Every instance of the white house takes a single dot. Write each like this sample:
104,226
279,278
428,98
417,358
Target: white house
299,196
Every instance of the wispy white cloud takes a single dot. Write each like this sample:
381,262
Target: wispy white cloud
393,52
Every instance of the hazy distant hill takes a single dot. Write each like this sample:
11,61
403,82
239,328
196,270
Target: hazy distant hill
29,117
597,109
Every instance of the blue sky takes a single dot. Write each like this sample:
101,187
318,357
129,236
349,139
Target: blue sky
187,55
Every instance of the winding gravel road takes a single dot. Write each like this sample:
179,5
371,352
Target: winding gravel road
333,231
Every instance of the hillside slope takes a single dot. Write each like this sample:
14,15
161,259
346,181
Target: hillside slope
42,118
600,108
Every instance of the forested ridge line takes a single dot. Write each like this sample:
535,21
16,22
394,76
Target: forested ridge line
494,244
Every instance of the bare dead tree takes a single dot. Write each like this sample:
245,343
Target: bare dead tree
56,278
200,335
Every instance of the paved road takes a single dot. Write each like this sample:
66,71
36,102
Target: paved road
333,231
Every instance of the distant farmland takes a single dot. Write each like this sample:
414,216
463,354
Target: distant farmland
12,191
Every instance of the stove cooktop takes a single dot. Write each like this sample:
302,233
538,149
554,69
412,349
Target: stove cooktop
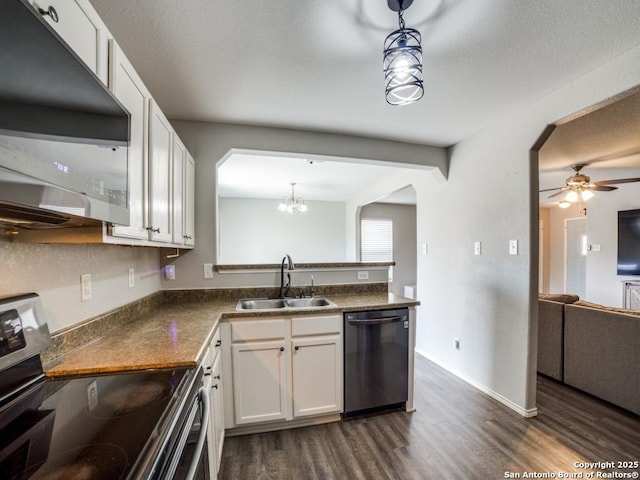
101,427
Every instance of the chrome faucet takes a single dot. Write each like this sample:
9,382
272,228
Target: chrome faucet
284,289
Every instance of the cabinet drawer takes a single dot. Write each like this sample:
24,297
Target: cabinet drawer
316,325
259,329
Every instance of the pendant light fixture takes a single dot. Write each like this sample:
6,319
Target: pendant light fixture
292,204
402,60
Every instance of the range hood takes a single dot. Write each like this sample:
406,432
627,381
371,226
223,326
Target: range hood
64,137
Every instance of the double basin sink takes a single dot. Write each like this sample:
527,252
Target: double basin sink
282,303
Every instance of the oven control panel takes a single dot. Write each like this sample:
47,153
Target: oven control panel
11,333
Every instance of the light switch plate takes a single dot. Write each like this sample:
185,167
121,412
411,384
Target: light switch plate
208,270
513,247
85,287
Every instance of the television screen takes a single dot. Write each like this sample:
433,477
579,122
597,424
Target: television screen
629,242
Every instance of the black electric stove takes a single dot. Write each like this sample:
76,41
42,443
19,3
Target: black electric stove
107,427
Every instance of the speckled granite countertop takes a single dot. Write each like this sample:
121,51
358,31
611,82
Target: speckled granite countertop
174,335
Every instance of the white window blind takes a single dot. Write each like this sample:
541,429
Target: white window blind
376,240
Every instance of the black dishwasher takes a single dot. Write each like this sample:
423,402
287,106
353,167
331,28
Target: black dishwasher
376,360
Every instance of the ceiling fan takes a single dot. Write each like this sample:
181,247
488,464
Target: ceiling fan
579,186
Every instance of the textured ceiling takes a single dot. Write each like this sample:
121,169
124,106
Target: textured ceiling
316,64
606,140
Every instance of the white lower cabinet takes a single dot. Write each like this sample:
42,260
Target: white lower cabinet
215,429
317,375
284,368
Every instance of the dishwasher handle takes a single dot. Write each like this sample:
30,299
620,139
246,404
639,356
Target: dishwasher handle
378,321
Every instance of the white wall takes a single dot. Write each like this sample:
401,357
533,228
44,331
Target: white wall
485,300
404,241
53,271
254,231
557,218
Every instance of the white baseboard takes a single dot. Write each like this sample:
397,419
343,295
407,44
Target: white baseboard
527,413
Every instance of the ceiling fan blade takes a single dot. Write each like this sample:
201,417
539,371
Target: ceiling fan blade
557,193
620,180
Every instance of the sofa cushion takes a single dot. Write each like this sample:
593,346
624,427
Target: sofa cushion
582,303
559,297
601,354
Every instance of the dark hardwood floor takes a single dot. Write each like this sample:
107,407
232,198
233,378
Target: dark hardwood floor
457,432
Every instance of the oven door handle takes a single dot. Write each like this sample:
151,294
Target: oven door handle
202,436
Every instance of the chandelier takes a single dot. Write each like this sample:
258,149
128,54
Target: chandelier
402,60
292,204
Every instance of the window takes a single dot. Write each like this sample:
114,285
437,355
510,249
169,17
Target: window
376,240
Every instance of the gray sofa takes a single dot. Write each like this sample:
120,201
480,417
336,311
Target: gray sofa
602,353
551,333
591,347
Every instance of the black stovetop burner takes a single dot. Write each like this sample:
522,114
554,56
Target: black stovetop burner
98,427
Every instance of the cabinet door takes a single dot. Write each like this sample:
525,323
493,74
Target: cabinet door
※
_TASK BRIEF_
Rewrite all of the data above with "single dot" changed to "single point" throughout and every other word left untouched. Omit the pictures.

_THE REPLY_
Every instance of the white house takes a single point. Write each like this sample:
104,226
279,278
428,98
417,358
Target: white house
299,196
Every instance of the wispy white cloud takes a single point. Write each like this sample:
381,262
Target: wispy white cloud
393,52
Every instance of the hazy distant hill takes a single point. Write each like this sample:
11,61
403,82
239,328
196,270
Target: hazy distant hill
29,117
597,109
Every instance of the blue sky takes a single point. Write each like this sample:
101,187
318,357
129,236
349,139
Target: blue sky
187,55
Every instance of the winding gravel road takes a single point. Write each like this sample:
179,5
371,352
Target: winding gravel road
333,231
Every instance of the hillside slope takes a single point. Write each like this sample:
14,15
161,259
346,181
Target: hillside slope
42,118
600,108
Every instance of the forested ridge line takes a single point. Write each like this sample:
535,21
16,22
394,76
Target: forested ridge line
494,244
Every instance of the bare dead tree takes a single point. Write each like this sample:
245,343
Target: bare dead tree
56,278
200,335
Every instance of the paved road takes a single point. Write each like this sample:
66,71
36,102
Target: paved road
333,231
Every instance of the distant farmland takes a single point. Write each like this sample:
414,216
463,354
Target: distant farmland
12,191
Every instance of the stove cooktop takes a single point. Write each like this sample:
302,233
538,149
554,69
412,349
Target: stove cooktop
101,427
Every instance of the chrome faucet takes a single point. Write each like this sample:
9,382
272,228
Target: chrome faucet
284,289
Every instance of the cabinet drawer takes a single point. Write each like this sample:
24,297
Target: cabinet drawer
316,325
259,329
Every instance of the pendant light fixture takes a single point. Write each like this sample:
6,319
Target: pendant light fixture
292,204
402,60
Every instance of the range hood takes a single point. Write each like this sample:
406,432
627,381
371,226
223,326
Target: range hood
64,137
Every instance of the double basin sink takes a single point. Write each like this sample:
527,252
Target: double basin sink
282,303
Every instance of the oven control panel takes a single point. Write each like this sample:
47,153
Target: oven control panel
11,333
Every instance of the light switch plate takes a single point. Write each like this sample:
185,167
121,412
411,384
Target: light switch plate
208,270
513,247
85,287
Every instance of the television screen takes a single point. Write each like this sample:
433,477
579,122
597,424
Target: television screen
629,242
Every instance of the black electric stove takes a single point. Write each like this sample:
76,41
42,443
19,3
Target: black electric stove
107,427
Every instance of the speckled granite countertop takes a single point. Write each like this sample:
121,51
358,31
611,82
Target: speckled granite countertop
174,335
Every instance of the white window blind takes a single point. Write each like this sample:
541,429
Target: white window blind
376,240
Every instance of the black dishwasher takes a single point. Write each like this sample:
423,402
287,106
353,167
331,28
Target: black dishwasher
376,360
Every instance of the ceiling fan takes a single point. Write each like this sample:
181,247
488,464
Target: ceiling fan
579,186
Every instance of the textured ceiling takes a single point. Write each like this sample:
121,169
124,106
Target: textured ceiling
316,64
606,140
Every instance of the white lower cabinet takes a single point. Write each like this sample:
42,260
Target: white lower cabinet
215,429
317,375
284,368
Every instance of the dishwasher handle takes a single point. Write each like this sample:
30,299
620,139
246,404
639,356
Target: dishwasher handle
378,321
Every instance of the white wall takes a single point. Write each like this sample:
401,357
533,228
44,331
Target: white wall
485,300
404,241
53,271
254,231
557,218
Every instance of the white baseboard takes a single point. Write each like this sample:
397,419
343,295
407,44
Target: white baseboard
527,413
Every instance of the ceiling fan blade takes a single point. Write each like this sample:
201,417
539,371
Target: ceiling fan blade
557,193
620,180
Every instance of the sofa cushion takes a single point. Write each like this sample:
593,346
624,427
Target: sofa cushion
582,303
559,297
601,354
Every instance of the dark hardwood floor takes a single point. Write each like this sample:
107,407
232,198
233,378
Target: dark hardwood floor
457,432
Every instance of the oven door handle takes a single point. Write each like this sample:
151,294
Target: oven door handle
202,436
Every instance of the chandelier takes a single point. Write each like this sample:
258,149
128,54
Target: chandelier
402,60
292,204
Every instance of the window takes a single point. Write each like this sample:
114,285
437,355
510,249
169,17
Target: window
376,240
Every instance of the gray sofa takes a single point. Write each like this sample:
120,201
480,417
336,311
Target: gray sofa
602,353
551,333
591,347
Every instance of the black stovetop burner takes a single point. Write each like this sample:
522,114
554,56
Target: black stovetop burner
98,427
Every instance of the cabinet door takes a single point. Write each like this sample:
525,323
493,74
Target: cabinet door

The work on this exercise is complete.